## EXTRACT
Segment Open
My thoughts.

Current gen AI is going to result in the excess datacenter equivalent of dark fiber from the 2000's. Lots of early buildout and super investment, followed by lack of customer demand and later cheaper access to physical compute.

The current neural network software architecture is pretty limited. Hundreds of billions of dollars of investor money has gone into scaling backprop networks and we've quickly hit the limits. There will be some advancements, but it's clear we're already at the flat part of the current s-curve.

There's probably some interesting new architectures already in the works either from postdocs or in tiny startups that will become the base of the next curve in the next 18 months. If so, one or more may be able to take advantage of the current overbuild in data centers.

However, compute has an expiration date like old milk. It won't physically expire but the potential economic potential decreases as tech increases. But if the timing is right, there is going to be a huge opportunity for the next early adopters.

So what's next?

If the end result here is way overbuilt energy infrastructure that would actually be great. There’s a lot you can do with cheap electrons.

I suspect it will mostly be fossil power capacity, which is much easier to scale up

I wouldn’t be so sure about that. Serves of the big names in this space have green energy pledges and are actively building out nuclear power.

Nobody is actively building out nuclear power. Microsoft is turning on a recently decommissioned facility.

New nuclear is too expensive to make sense. At most there are small investments in flash-in-the-pan startups that are failing to deliver plans for small modular reactors.

The real build out that will happen is solar/wind with tons of batteries, which is so commonplace that it doesn't even make the news. Those can be ordered basically off the shelf, are cheap, and can be deployed within a year. New nuclear is a 10-15 year project, at best, with massive financial risk and construction risk. Nobody wants to take those bets, or can really afford to, honestly.
Segment Closed
## INSTRUCTIONS
a) Do these statements agree with the thread? Answer yes or no for each and quote the words from the thread that decide it. (i) New nuclear is described as a 10-15 year project at best. (ii) Microsoft is said to be building a new nuclear plant. (iii) Compute is compared to old milk.
b) Rewrite the thread's text between "The current neural" and "the current s-curve.", inclusive, renaming "backprop networks" as "backpropagation networks".
The data after the thread is separate material.

## GIVEN MATERIAL
Segment Open
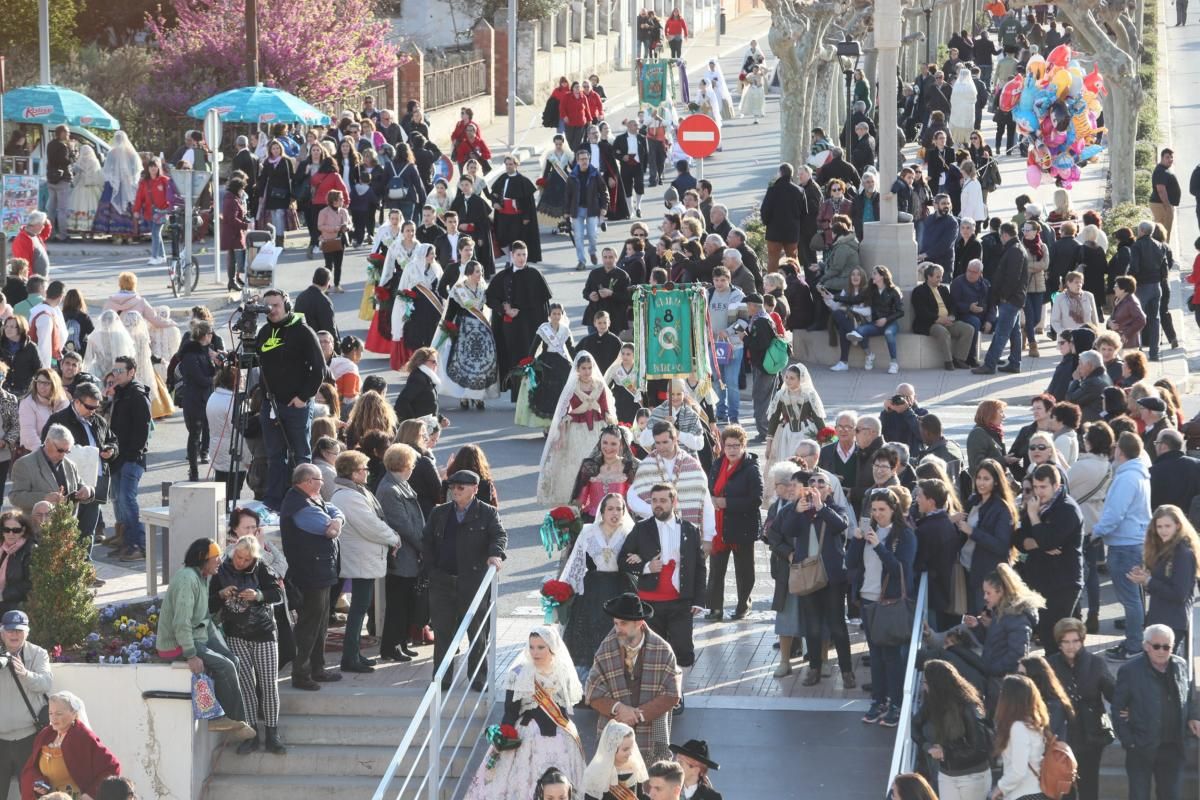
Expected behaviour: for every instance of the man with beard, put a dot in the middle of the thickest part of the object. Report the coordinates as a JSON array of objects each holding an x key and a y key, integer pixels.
Segment Closed
## EXERCISE ANSWERS
a)
(i) Yes: "New nuclear is a 10-15 year project, at best"
(ii) No: "Microsoft is turning on a recently decommissioned facility."
(iii) Yes: "compute has an expiration date like old milk"

b)
The current neural network software architecture is pretty limited. Hundreds of billions of dollars of investor money has gone into scaling backpropagation networks and we've quickly hit the limits. There will be some advancements, but it's clear we're already at the flat part of the current s-curve.